## WORK TO BE COMPLETED
Render the lines below as a Markdown table with the columns "Row" and "Line", starting with the line containing "Can you tell me where the bat leg" and continuing through the final line. Number each row and omit blank lines.

## ROWS
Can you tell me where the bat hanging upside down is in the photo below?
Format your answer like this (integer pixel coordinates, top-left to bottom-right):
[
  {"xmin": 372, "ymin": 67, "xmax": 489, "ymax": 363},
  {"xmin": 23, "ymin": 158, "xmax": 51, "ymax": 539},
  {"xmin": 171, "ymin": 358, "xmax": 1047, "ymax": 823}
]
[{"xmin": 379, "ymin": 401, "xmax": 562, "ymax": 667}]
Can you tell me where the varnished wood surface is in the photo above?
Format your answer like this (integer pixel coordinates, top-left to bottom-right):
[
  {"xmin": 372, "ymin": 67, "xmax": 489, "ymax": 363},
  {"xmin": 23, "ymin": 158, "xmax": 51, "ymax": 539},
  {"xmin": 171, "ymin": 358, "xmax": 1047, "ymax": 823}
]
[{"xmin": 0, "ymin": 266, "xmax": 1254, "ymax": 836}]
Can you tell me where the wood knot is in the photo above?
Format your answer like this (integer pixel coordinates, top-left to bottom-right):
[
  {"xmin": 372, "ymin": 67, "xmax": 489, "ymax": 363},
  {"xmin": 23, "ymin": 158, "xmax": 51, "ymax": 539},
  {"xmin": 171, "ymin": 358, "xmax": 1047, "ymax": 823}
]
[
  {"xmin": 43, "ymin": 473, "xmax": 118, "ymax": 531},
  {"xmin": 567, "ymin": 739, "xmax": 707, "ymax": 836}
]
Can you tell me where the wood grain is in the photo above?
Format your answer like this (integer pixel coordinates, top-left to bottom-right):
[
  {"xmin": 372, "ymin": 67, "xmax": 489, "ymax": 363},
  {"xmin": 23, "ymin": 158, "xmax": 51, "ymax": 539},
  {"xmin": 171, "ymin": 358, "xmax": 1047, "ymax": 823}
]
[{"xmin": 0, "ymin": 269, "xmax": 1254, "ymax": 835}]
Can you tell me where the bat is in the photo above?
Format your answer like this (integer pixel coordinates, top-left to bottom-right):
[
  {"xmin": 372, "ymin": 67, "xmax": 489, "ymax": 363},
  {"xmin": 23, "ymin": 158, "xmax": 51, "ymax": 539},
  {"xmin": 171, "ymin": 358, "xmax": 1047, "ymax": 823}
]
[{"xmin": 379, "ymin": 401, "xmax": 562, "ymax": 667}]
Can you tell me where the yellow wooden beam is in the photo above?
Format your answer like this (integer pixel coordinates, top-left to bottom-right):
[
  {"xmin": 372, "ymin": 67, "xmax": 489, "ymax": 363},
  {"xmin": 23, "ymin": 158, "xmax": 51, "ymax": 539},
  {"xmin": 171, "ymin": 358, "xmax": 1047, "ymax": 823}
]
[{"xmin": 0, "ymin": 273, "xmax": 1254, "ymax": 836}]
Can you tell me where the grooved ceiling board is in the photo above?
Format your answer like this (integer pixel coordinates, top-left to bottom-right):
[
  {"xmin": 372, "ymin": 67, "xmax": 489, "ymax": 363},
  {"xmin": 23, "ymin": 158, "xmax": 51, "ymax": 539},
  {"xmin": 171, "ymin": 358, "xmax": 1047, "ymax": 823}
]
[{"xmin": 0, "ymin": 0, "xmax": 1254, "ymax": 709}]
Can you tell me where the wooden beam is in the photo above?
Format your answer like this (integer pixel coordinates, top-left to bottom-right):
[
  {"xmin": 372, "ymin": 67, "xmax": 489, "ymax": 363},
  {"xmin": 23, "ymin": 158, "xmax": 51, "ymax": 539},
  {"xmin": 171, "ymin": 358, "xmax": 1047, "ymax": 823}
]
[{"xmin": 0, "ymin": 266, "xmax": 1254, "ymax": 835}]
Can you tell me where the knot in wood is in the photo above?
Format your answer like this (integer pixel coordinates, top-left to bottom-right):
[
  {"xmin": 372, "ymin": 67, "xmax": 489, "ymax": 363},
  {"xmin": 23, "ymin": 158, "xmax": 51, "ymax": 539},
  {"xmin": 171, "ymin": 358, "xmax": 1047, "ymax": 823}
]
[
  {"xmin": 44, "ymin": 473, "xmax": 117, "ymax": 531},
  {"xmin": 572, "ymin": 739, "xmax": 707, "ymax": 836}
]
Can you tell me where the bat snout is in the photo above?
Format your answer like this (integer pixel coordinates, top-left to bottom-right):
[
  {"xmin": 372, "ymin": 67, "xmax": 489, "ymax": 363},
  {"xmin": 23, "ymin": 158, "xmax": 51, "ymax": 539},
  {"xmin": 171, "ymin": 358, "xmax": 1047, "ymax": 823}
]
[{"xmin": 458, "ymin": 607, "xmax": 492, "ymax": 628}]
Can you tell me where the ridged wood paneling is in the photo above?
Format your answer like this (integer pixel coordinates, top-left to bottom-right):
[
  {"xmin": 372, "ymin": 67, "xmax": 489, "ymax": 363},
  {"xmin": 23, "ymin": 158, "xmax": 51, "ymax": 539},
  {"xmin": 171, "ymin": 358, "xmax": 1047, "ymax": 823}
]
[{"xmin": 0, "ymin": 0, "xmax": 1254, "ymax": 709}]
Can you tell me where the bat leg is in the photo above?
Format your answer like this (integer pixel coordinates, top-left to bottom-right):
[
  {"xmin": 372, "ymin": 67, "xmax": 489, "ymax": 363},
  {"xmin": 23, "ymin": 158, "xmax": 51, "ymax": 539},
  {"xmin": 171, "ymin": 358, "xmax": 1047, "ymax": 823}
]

## WRITTEN ANSWER
| Row | Line |
|---|---|
| 1 | Can you tell me where the bat leg is in the photo above? |
| 2 | Format your answer like this (integer pixel coordinates, top-left to bottom-right): |
| 3 | [ |
| 4 |   {"xmin": 372, "ymin": 67, "xmax": 489, "ymax": 363}, |
| 5 |   {"xmin": 23, "ymin": 158, "xmax": 51, "ymax": 539}, |
| 6 |   {"xmin": 171, "ymin": 358, "xmax": 1047, "ymax": 823} |
| 7 | ] |